**TEXT BLOCK:**
# Where can I buy a camera-tripod mounting piece ASAP?



## Lanimilbus (Sep 24, 2005)

I've lost the piece that screws into the bottom of my camera and then clicks into the top of my tripod, and thus am not able to use it; this is a fairly big problem, as I need to use the camera/tripod this upcoming week.  I've contacted the company that sells the tripod several times, to ask if they will sell me a replacement piece, but they have never responded, and there's no way to reach them by phone.  So, my question is, does anyone know of a place where I can buy a mounting platform that will screw into the bottom of my camera, and then snap into the top of my tripod?  The official name given to this piece on the company's site is the "Quick Release Camera Mounting Platform" and the piece is what the number 11 is pointing to in this photo: http://www.osnusa.com/images/panhead_opins.jpg
The tripod I have is this one:
http://www.osnusa.com/images/os500_lg.jpg

I could buy another tripod for $60 just to get that tiny piece, but there's got to be an easier way...so again, if anyone knows of a website or a store that sells a piece that would work, please let me know.  Thanks in advance,

-Alec


----------



## DocFrankenstein (Sep 25, 2005)

You're in trouble, because they may not even sell you that piece.

It's a consumer tripod, it's cheap and designed to break fast. Most of the consumers only have one camera and thus need one quick release plate. 

So do yourself a favour and buy yourself a gitzo or manfrotto tripod with one of their quick release systems. Their plates are available in any decent camera store and the tripods don't break.

Or better yet get an arca swiss quick release system.

Good luck


----------



## cbay (Sep 25, 2005)

Yes its true and stupid, the cheap makes don't sell spare release plates not even as a replacement. So your better off buying a decent, may cost slightly more but it will last you for ages!


----------

**TASK GOAL:** Render this sentence from the tripod forum thread in Spanish: "Their plates are available in any decent camera store and the tripods don't break."

**ENTRIES SUPPLIED:**
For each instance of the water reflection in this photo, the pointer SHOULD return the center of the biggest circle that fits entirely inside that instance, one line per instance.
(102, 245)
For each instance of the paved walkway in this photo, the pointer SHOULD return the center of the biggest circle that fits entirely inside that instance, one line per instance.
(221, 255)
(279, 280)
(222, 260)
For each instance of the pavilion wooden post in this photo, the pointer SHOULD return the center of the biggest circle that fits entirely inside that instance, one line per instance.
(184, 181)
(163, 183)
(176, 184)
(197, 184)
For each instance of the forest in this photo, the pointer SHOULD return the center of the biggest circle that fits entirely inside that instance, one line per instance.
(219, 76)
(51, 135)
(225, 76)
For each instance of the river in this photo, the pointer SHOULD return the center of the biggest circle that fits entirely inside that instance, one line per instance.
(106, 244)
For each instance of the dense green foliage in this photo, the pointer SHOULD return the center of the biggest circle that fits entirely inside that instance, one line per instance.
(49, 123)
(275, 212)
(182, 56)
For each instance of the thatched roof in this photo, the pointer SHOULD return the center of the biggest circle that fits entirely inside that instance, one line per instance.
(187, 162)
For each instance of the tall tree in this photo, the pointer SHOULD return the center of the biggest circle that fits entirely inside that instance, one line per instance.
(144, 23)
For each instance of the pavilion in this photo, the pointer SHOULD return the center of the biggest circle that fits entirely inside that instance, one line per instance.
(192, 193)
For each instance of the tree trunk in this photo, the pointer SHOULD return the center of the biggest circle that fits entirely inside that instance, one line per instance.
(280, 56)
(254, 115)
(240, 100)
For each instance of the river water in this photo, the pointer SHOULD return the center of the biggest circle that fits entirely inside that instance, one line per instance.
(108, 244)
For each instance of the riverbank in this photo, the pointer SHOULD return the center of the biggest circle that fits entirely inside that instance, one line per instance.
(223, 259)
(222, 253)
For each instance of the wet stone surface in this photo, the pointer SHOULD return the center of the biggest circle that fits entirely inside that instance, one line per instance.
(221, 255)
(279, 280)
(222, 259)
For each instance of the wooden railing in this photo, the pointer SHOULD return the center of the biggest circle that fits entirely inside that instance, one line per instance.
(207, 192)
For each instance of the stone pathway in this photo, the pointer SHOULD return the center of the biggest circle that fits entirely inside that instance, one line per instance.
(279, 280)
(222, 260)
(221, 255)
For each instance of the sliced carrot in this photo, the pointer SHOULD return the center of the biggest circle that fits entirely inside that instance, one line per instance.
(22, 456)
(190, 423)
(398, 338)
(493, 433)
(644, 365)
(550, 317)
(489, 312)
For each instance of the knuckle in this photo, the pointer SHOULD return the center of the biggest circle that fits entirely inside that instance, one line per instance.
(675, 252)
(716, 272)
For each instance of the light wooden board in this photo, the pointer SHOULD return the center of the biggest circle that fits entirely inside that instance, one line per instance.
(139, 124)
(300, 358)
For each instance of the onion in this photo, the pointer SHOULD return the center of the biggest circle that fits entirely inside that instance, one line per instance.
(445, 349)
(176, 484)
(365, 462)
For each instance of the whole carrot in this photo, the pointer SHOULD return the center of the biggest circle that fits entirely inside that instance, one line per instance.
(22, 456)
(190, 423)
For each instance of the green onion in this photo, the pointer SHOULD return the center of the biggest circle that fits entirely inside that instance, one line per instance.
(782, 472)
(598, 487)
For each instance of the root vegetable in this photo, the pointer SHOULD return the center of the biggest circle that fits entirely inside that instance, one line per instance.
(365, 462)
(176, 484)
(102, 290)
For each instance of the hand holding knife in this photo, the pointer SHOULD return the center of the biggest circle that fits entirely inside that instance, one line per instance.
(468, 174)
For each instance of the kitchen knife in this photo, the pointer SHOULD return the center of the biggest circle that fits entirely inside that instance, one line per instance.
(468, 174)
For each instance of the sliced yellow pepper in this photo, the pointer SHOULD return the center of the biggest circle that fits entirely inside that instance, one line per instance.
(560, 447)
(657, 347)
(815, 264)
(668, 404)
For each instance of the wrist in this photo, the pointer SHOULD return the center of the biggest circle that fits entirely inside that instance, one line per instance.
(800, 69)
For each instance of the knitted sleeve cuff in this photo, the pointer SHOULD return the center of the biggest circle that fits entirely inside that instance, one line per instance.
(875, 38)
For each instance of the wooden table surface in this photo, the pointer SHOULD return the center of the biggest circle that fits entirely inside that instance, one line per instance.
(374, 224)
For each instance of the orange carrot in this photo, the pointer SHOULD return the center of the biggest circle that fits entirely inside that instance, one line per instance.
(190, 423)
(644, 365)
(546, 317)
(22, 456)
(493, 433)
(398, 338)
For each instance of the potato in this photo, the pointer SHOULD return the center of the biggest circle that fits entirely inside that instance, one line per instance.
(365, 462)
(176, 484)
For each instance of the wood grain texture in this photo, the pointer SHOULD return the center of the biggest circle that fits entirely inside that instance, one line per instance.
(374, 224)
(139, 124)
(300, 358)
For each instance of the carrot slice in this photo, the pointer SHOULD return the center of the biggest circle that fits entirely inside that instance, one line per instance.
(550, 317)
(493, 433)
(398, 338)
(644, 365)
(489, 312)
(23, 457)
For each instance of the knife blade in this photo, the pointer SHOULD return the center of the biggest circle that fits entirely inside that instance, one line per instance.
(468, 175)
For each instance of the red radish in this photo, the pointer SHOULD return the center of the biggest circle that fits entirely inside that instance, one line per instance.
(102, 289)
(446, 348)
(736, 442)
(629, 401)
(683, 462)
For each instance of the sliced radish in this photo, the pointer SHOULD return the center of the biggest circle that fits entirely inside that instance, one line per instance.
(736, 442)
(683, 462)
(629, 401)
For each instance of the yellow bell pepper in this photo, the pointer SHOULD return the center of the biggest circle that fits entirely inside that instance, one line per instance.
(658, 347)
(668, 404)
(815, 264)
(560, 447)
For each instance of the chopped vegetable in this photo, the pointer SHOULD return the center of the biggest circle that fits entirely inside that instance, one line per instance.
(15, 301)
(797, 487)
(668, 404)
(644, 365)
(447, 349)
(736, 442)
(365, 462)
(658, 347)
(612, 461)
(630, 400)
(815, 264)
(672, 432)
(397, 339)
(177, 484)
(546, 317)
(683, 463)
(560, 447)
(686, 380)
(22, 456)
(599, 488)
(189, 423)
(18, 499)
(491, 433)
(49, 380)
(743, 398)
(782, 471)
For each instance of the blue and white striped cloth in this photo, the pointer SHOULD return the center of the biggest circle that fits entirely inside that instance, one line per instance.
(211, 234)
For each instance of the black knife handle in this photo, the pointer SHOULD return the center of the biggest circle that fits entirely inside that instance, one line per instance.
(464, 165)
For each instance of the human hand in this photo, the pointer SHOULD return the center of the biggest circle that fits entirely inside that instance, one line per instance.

**TASK RESPONSE:** Sus placas se consiguen en cualquier tienda de cámaras decente y los trípodes no se rompen.